> **Your goal**:
Each record below needs to be reproduced precisely, though not its pictures.

> **Input data**:
○ ○ ○ ○ ○ ○ ○
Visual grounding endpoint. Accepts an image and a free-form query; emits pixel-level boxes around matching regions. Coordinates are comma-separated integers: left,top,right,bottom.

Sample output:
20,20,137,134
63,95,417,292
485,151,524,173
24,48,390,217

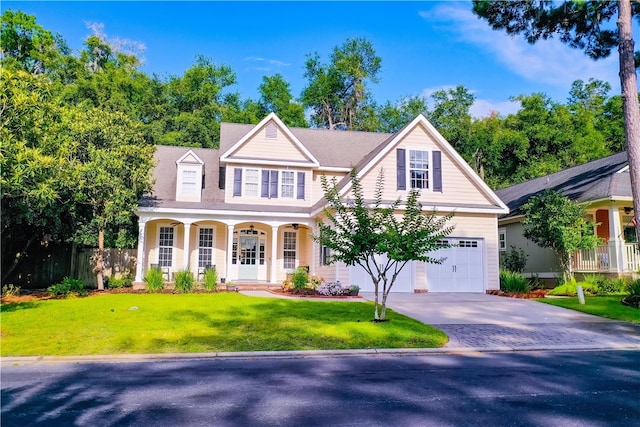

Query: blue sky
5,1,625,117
○ ○ ○ ○ ○ ○ ○
> **Result of this task**:
Visual grounding endpoint. Accepts an image and a free-form query; emits pixel-level boxes around matching regions. Coordinates are comma-separated integers: left,top,right,bottom.

Sample output:
20,20,137,134
63,95,417,292
485,151,524,173
24,48,390,217


Query: blue sky
5,1,625,117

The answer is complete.